Reproduce all of the material word for word.

Stored entries
## START
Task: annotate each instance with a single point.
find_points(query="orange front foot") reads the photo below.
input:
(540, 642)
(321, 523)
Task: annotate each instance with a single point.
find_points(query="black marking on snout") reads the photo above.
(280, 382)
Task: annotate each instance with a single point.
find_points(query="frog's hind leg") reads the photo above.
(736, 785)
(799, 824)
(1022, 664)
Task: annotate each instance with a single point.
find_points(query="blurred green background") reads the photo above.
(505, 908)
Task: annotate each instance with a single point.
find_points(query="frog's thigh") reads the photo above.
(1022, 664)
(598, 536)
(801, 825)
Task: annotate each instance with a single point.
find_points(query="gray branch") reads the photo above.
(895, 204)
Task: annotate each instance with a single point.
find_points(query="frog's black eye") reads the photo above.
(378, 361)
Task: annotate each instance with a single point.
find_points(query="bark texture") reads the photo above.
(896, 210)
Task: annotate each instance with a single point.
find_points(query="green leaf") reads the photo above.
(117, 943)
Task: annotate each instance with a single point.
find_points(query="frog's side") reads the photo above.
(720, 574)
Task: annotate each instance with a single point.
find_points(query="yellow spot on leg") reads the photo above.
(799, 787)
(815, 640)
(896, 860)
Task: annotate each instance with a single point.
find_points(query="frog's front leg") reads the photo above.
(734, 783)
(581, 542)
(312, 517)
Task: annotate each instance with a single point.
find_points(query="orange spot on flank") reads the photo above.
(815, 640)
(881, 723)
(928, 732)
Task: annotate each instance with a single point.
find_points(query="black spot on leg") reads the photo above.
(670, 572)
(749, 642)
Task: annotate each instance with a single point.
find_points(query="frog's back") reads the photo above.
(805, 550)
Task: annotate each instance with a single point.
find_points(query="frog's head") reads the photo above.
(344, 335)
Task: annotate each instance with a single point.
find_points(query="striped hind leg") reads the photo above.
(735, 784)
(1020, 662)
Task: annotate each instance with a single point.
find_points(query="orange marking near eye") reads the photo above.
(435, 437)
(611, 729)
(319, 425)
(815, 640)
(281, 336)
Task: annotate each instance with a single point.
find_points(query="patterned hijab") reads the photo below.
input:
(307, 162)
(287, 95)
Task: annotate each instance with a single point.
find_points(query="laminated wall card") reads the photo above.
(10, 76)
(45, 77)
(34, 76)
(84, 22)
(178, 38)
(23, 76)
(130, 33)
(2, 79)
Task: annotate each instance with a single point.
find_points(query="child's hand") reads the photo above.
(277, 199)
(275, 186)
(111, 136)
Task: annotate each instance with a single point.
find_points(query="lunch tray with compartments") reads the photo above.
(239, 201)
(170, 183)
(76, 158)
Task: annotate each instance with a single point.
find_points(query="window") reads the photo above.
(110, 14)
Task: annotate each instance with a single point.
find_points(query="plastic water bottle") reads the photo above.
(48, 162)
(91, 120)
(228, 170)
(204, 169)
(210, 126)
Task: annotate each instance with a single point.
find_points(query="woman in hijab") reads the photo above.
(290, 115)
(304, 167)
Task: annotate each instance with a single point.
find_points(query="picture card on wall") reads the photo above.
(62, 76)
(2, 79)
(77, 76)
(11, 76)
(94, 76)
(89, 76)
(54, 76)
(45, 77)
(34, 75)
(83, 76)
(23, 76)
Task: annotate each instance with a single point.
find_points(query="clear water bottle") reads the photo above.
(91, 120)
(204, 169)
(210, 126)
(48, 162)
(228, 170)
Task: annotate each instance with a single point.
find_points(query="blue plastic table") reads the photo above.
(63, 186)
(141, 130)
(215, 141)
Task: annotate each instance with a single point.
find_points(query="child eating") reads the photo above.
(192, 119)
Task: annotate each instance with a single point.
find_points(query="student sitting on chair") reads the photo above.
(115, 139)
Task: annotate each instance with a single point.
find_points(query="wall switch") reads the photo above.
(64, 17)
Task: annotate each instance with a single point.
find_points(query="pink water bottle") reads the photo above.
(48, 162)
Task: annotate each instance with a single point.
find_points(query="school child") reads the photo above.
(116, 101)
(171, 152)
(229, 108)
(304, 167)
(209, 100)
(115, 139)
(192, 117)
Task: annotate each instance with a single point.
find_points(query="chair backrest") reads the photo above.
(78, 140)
## END
THE RESULT
Task: annotate each instance with a single point.
find_points(query="orange front foot") reads the photo below.
input:
(540, 642)
(321, 523)
Task: annotate each instance with a single point.
find_points(query="black marking on snout") reads the photo above.
(280, 382)
Task: annotate each instance with a single point.
find_points(query="frog's hind leg") reads the photo above.
(736, 785)
(799, 824)
(1022, 664)
Task: annotate each instance with a single point.
find_points(query="blurred green background") reads the photo above.
(505, 908)
Task: annotate each instance with a single point.
find_points(query="frog's thigh") reads the photo above.
(1022, 664)
(598, 536)
(801, 825)
Task: annotate each instance with a single point.
find_points(query="gray branch") reads the photo above.
(895, 204)
Task: annotate each instance with a single point.
find_points(query="frog's black eye") reads the photo above.
(378, 361)
Task: annotate each instance with a single point.
find_points(query="bark texture") reads the photo above.
(896, 210)
Task: annotate each instance with a single point.
find_points(query="green leaf") reads the photo above.
(117, 943)
Task: annotate each instance with a single point.
find_points(query="frog's side") reads the photo above.
(720, 574)
Task: annotate each instance with a single point.
find_points(query="yellow spot on leg") reads the photo above.
(799, 787)
(815, 640)
(896, 860)
Task: annotate each instance with a single point.
find_points(query="frog's front leg") reads the photo above.
(734, 783)
(581, 542)
(312, 517)
Task: annotate each instance with a single point.
find_points(query="orange spot on flank") reads the photo above.
(815, 640)
(881, 723)
(928, 732)
Task: annotate each instance with a single point.
find_points(query="black spot on leg") reads the photo above.
(670, 572)
(749, 642)
Task: annotate each instance with a single point.
find_points(query="frog's back") reads the photo above.
(805, 550)
Task: annotate each instance with a single point.
find_points(query="frog's head") reads the photo above.
(344, 335)
Task: annotate each instance with a single point.
find_points(query="striped hind leg") reads the photo above.
(735, 784)
(1020, 662)
Task: annotate each instance with a single point.
find_points(query="orange marking near eye") reads the photo above.
(435, 437)
(611, 729)
(319, 425)
(815, 640)
(281, 336)
Task: annotate each instance with a single point.
find_points(query="patterned hijab") reads the photo below.
input:
(307, 162)
(287, 95)
Task: annotate each instance with a single point.
find_points(query="laminated wall card") reads the photo above.
(10, 76)
(45, 77)
(34, 76)
(84, 22)
(178, 38)
(23, 76)
(130, 33)
(2, 79)
Task: annotate each instance with a single point.
find_points(query="child's hand") reads the photo above.
(277, 199)
(275, 186)
(111, 136)
Task: annotate each instance with a single point.
find_points(query="lunch tray with compartments") reads the photo above.
(239, 201)
(170, 183)
(76, 158)
Task: annotate each instance with a single point.
find_points(query="window") reads the photo above.
(110, 14)
Task: annotate each instance with a single point.
find_points(query="plastic water bottle") reads the photo above.
(48, 162)
(91, 120)
(228, 170)
(204, 169)
(210, 126)
Task: annotate each instance with a single point.
find_points(query="woman in hijab") reads the photo above.
(290, 115)
(304, 167)
Task: annotate each instance with a single point.
find_points(query="picture card on wall") reads the photo above.
(62, 76)
(2, 79)
(77, 76)
(11, 76)
(94, 76)
(89, 76)
(54, 76)
(45, 77)
(34, 75)
(83, 76)
(23, 76)
Task: annotate each instance with a single point.
find_points(query="clear water bottle") reads the photo above.
(91, 120)
(204, 169)
(210, 126)
(48, 162)
(228, 170)
Task: annotate each instance with a single point.
find_points(query="blue plastic table") reads the photo above.
(63, 186)
(141, 130)
(215, 141)
Task: annotate each instance with a single point.
find_points(query="child eating") reads the photo above.
(192, 119)
Task: annotate each instance with a single point.
find_points(query="student sitting on chair") reads the photo above.
(115, 139)
Task: annotate each instance with a single point.
find_points(query="wall switch") reads the photo above.
(64, 17)
Task: annotate each instance with a single point.
find_points(query="pink water bottle") reads the photo above.
(48, 162)
Task: annotate each instance with a single point.
find_points(query="school child") reads the photo above.
(116, 101)
(171, 152)
(229, 108)
(304, 167)
(209, 100)
(115, 139)
(192, 117)
Task: annotate each instance with a single point.
find_points(query="chair backrest") reads the photo above.
(78, 140)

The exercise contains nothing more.